◆ DIRECTION: Every line from the line containing "Could you point at the overcast" through the final line of the data is to be printed exactly; no other line is to appear.

◆ DATA LISTING:
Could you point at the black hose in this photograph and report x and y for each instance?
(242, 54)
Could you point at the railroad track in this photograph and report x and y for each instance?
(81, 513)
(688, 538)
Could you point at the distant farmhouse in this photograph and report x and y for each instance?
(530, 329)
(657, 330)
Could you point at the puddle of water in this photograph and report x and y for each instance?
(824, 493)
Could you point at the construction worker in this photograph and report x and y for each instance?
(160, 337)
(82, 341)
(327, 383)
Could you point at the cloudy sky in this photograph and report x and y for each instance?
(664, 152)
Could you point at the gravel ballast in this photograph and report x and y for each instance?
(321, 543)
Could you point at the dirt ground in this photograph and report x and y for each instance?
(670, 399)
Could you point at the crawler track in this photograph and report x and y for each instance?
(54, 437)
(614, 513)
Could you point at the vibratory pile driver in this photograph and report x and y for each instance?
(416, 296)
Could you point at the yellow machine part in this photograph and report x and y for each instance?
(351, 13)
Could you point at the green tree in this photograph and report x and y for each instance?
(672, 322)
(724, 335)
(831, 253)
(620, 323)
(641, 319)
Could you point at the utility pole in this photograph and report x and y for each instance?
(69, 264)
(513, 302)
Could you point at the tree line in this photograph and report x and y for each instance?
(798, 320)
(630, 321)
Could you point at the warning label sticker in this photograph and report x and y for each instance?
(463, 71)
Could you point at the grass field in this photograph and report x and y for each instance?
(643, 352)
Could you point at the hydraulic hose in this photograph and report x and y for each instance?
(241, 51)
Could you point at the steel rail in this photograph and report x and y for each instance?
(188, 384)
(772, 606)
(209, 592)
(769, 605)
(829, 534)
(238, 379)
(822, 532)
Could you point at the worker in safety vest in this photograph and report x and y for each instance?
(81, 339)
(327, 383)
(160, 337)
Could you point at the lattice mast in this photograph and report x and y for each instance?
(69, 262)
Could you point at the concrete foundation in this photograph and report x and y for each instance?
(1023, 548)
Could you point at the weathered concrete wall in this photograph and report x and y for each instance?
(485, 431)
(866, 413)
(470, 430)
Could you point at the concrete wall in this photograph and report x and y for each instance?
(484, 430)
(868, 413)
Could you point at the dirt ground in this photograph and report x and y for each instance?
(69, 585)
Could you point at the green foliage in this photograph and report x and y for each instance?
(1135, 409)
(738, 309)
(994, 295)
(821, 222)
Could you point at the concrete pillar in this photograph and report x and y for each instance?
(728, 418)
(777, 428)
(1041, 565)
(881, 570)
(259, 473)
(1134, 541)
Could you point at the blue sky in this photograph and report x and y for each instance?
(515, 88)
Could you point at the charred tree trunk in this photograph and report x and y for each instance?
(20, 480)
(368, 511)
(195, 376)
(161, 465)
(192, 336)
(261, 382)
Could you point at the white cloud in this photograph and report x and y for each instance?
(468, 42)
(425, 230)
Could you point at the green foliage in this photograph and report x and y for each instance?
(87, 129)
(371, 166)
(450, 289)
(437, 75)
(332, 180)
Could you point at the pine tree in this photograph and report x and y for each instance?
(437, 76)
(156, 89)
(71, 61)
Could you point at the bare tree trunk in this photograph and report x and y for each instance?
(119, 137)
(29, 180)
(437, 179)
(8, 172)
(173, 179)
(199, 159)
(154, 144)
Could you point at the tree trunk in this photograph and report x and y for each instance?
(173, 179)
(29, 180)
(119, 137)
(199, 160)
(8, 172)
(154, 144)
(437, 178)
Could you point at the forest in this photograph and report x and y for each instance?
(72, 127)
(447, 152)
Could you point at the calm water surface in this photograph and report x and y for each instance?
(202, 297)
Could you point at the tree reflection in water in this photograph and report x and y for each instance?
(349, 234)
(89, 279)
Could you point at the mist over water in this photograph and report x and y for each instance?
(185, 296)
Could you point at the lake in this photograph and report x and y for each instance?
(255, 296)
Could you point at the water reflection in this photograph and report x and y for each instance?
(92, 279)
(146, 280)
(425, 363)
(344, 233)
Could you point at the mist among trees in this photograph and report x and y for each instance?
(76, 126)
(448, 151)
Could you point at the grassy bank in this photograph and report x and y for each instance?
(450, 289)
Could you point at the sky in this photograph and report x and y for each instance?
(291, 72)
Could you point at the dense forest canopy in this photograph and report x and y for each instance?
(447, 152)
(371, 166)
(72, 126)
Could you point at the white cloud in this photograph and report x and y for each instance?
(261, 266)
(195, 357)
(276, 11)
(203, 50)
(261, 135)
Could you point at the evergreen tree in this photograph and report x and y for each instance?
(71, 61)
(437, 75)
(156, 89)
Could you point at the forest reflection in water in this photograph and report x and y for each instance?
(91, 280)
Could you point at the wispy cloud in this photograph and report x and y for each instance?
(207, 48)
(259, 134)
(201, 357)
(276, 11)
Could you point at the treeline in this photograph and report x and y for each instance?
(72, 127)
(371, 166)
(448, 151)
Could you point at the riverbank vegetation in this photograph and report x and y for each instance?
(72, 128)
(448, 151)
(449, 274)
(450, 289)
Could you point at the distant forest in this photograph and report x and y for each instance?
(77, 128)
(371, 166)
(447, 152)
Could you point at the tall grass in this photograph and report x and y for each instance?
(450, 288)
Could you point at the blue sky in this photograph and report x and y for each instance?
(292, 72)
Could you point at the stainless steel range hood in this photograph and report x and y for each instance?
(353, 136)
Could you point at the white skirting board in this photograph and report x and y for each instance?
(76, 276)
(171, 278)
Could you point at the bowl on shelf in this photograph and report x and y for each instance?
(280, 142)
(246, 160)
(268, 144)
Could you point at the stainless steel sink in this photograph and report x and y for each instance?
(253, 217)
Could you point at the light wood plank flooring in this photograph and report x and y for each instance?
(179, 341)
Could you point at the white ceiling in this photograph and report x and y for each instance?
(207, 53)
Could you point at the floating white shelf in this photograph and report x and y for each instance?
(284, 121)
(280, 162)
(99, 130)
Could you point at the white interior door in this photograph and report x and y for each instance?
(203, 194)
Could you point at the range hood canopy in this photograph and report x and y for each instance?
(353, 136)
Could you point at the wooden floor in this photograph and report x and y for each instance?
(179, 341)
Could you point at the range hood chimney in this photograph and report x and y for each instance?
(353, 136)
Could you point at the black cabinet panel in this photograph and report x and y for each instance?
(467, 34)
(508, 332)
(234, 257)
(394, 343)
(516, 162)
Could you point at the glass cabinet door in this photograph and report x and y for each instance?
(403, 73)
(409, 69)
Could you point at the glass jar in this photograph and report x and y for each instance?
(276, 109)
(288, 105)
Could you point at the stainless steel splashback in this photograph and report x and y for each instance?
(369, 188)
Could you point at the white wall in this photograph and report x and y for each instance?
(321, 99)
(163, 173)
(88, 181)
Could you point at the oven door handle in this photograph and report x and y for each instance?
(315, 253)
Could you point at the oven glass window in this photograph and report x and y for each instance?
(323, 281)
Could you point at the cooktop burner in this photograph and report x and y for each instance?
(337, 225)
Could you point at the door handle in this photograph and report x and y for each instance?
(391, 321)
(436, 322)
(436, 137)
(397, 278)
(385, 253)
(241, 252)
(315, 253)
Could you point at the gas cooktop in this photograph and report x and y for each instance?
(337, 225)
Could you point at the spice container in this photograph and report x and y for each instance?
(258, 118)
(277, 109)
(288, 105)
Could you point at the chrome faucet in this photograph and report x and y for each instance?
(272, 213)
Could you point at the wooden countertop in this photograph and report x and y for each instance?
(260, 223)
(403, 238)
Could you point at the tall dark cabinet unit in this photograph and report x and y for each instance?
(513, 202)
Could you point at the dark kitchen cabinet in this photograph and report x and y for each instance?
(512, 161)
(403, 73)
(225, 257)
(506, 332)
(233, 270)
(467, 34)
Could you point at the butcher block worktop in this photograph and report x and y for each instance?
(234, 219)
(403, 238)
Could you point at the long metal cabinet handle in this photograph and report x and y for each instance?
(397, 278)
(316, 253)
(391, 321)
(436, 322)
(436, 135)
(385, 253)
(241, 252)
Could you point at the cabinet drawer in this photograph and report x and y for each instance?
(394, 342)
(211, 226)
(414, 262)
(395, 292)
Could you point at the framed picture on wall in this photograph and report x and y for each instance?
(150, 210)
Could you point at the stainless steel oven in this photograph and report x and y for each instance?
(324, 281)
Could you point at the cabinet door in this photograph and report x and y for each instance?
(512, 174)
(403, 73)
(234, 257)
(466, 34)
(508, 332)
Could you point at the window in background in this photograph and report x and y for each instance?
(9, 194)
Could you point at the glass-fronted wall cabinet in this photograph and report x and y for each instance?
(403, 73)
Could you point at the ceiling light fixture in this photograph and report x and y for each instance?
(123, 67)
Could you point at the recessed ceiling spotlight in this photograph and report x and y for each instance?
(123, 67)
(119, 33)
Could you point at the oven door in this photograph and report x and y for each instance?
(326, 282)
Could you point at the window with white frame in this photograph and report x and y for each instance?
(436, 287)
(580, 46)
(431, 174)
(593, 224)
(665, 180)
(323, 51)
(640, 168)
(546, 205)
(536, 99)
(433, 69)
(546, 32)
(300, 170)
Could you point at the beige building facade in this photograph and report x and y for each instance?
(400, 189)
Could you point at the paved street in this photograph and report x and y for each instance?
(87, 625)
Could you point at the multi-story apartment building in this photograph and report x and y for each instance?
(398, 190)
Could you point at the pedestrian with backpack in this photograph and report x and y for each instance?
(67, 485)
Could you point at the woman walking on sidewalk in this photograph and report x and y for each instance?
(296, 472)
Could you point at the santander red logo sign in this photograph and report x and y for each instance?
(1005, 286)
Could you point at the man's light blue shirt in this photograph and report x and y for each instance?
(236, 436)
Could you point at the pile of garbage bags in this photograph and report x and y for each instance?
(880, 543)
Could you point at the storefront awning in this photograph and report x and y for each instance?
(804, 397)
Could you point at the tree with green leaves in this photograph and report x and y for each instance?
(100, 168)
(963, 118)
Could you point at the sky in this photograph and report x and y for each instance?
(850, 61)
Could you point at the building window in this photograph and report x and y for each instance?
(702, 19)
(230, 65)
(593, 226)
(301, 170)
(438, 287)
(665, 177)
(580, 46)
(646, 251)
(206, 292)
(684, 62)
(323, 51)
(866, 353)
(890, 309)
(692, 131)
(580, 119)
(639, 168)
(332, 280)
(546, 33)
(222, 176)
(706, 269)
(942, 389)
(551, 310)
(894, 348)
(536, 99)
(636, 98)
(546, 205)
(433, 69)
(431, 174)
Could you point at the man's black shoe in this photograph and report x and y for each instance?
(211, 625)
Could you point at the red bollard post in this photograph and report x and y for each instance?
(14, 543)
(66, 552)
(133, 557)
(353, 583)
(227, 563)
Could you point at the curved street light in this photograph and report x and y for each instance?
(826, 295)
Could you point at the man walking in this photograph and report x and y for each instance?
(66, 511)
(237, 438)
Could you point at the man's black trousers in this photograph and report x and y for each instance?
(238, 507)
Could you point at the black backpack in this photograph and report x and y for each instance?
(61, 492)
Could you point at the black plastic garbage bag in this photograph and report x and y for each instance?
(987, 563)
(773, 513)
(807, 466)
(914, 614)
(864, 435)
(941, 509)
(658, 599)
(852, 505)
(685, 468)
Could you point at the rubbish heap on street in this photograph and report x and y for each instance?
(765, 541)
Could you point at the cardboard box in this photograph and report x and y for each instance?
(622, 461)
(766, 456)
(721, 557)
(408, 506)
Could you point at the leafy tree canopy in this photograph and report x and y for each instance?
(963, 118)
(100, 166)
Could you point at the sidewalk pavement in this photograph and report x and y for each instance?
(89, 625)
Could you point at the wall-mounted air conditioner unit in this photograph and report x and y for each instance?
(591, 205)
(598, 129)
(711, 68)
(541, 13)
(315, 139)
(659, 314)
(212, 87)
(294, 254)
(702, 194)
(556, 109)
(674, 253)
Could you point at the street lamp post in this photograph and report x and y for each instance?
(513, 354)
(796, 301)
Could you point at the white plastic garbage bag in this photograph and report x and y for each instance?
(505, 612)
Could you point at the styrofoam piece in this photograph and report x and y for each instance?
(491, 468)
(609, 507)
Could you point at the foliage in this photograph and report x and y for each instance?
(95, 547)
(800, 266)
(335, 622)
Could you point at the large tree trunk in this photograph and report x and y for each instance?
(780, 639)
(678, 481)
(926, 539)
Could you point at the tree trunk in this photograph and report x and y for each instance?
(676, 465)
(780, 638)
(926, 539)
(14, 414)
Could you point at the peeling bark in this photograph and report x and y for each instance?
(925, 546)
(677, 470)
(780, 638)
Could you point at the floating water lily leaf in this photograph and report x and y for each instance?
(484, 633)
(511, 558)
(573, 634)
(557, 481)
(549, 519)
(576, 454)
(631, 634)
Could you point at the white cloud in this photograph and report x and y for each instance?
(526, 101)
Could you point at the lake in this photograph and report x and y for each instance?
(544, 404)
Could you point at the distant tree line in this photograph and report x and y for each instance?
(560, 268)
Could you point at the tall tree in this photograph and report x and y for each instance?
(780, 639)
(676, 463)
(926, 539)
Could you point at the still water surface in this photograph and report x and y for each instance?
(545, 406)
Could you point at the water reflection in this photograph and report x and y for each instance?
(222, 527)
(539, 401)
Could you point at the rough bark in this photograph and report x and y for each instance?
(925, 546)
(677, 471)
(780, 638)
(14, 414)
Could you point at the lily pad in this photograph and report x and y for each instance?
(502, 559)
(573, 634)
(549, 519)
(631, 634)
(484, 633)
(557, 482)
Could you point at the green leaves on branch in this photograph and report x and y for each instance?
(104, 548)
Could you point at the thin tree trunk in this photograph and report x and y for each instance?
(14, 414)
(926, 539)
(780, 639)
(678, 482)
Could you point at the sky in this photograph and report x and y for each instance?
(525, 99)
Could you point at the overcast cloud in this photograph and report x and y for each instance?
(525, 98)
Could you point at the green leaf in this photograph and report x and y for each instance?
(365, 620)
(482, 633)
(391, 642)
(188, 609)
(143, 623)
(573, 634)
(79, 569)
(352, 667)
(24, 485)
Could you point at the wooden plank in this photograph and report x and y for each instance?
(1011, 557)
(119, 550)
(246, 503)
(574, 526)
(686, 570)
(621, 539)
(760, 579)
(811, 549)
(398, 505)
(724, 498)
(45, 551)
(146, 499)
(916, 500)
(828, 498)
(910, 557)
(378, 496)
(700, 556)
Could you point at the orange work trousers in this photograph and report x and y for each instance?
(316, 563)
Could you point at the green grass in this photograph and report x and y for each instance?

◆ EXPECTED ANSWER:
Could you point at the overcast cloud in this photograph and report x and y for each instance?
(525, 98)
Could you point at the green leaf in this photograph and report x and y for each instance?
(365, 620)
(482, 633)
(391, 642)
(188, 609)
(143, 623)
(573, 634)
(79, 569)
(352, 667)
(24, 485)
Could you point at the wooden plank in this photograph and report x and y for each instance?
(1011, 557)
(119, 550)
(246, 503)
(574, 526)
(686, 570)
(621, 539)
(760, 579)
(811, 549)
(398, 505)
(724, 498)
(45, 551)
(146, 499)
(916, 500)
(828, 498)
(910, 557)
(378, 496)
(700, 556)
Could you point at the orange work trousers in this photograph and report x and y for each instance?
(316, 563)
Could you point at the green grass in this photograph and report x and y for each instance?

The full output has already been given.